◆ **SELECTED EXCERPT**
As I uploaded my morning photographs to Flickr, I checked out some of the images of my contacts and came across the one on the left (by rosefirerising and used with this Creative Commons License - click image for original) regarding drones and their usage. Wherever you stand on the issue, if even you have a stand on the issue, it's worth looking at what they've done with open data. Clearly they have a perspective that the interpretation of the data supports a certain perspective regarding drone strikes - the site is worth looking at - but even if you disagree with the data presented, you have to respect what was done with the data. It's dynamic, contextual and as such is informative.

I bring this up because a friend of mine, Rick Davis, was heavily involved in Haiti after the earthquake. I might get this wrong as far as what Rick told me, but in 36 seconds 287,000 people died. In discussing it last night, the problem of getting that across to people who might have known a few people who died over the course of their lives simply can't conceive of that many people dead in less than a minute. When I saw the data this morning regarding drone strikes, I began thinking of how Haiti's context could be put into something similar before, during and after the earthquake. Of course, disaster related agencies have data on such things and as of yet I haven't taken the trouble to research that data - but it doesn't mean that the data is open. In the context of NGOs and the lack of transparency associated with many of them, as well as their effectivity on the ground, some NGOs wouldn't want such data to be open - particularly regarding the aftermath.

In the context of the South East Asian tsunami, where I did my part from afar as did many others, that context is also something worth noting.

The trouble with data is that it is quite easily bent to the will of the person using it. But if the data is transparent, peer review is possible and multiple analyses would help weed out the convenient analyses pretty quickly. Applied to any sort of a problem, this is powerful and is, once the politics is weeded out, allows for informed discussion.

The trouble, as always, is finding trustworthy sources. The more apparent trouble in this day and age revolves around privacy - not that it seems to matter to people until they lose it in a way meaningful to themselves - as well choosing effective use of open data.

◆ **DATASET EXCERPTS**
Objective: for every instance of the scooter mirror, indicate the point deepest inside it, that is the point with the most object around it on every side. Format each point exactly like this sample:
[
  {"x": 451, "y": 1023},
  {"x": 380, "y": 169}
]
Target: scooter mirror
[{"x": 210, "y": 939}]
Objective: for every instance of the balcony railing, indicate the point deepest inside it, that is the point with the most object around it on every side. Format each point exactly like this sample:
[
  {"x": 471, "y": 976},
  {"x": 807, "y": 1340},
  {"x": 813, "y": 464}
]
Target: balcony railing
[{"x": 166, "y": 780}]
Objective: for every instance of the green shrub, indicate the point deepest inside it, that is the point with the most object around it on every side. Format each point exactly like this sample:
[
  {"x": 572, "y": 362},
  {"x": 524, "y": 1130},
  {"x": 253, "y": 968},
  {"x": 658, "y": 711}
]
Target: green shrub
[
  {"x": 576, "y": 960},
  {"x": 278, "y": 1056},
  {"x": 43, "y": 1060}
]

==

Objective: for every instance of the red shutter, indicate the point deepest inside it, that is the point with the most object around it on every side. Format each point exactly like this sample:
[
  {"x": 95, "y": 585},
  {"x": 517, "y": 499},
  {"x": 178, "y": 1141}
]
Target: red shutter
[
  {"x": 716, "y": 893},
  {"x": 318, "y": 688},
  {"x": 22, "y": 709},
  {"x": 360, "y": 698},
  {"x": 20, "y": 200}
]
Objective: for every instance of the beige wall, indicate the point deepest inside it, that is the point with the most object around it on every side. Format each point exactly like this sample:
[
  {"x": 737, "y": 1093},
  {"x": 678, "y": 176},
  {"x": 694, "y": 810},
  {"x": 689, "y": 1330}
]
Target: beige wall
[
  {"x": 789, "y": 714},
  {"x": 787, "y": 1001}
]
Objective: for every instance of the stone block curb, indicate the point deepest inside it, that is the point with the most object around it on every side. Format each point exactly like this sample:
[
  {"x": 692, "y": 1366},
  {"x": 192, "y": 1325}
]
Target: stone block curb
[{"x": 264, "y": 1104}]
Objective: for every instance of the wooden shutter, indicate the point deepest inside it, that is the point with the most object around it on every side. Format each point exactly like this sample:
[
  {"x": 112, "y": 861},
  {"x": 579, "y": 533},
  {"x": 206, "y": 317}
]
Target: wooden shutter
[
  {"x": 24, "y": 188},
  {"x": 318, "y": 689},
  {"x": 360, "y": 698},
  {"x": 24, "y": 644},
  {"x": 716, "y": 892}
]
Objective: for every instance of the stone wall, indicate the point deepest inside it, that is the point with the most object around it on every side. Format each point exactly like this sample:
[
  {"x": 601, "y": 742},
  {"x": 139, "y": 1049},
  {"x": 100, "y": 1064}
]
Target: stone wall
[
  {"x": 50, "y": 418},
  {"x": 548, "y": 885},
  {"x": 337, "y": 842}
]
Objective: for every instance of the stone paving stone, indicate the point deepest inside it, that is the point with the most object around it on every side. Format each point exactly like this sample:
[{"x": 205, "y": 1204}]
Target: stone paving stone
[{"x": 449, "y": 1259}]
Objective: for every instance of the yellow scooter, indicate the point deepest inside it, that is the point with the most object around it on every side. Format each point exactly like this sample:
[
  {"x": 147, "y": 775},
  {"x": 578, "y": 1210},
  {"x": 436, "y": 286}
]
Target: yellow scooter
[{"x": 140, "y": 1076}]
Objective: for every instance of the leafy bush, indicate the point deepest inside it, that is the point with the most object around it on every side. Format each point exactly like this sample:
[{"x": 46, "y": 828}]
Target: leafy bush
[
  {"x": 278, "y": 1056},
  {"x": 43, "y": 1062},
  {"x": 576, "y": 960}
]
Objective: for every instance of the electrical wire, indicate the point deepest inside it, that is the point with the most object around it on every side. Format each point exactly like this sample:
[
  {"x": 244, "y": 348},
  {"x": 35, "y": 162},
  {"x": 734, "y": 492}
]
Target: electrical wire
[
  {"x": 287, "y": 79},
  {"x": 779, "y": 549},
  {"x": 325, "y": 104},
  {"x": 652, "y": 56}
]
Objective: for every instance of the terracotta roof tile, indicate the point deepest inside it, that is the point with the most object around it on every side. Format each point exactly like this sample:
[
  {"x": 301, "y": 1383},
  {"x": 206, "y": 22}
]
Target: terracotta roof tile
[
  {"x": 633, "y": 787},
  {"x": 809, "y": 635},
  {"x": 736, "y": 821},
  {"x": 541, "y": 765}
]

◆ **WHAT IS EXPECTED**
Write out, word for word, the part of the post on open data that opens with the words containing "The trouble with" and closes with "of open data.".

◆ **ANSWER FOR THIS EXERCISE**
The trouble with data is that it is quite easily bent to the will of the person using it. But if the data is transparent, peer review is possible and multiple analyses would help weed out the convenient analyses pretty quickly. Applied to any sort of a problem, this is powerful and is, once the politics is weeded out, allows for informed discussion.

The trouble, as always, is finding trustworthy sources. The more apparent trouble in this day and age revolves around privacy - not that it seems to matter to people until they lose it in a way meaningful to themselves - as well choosing effective use of open data.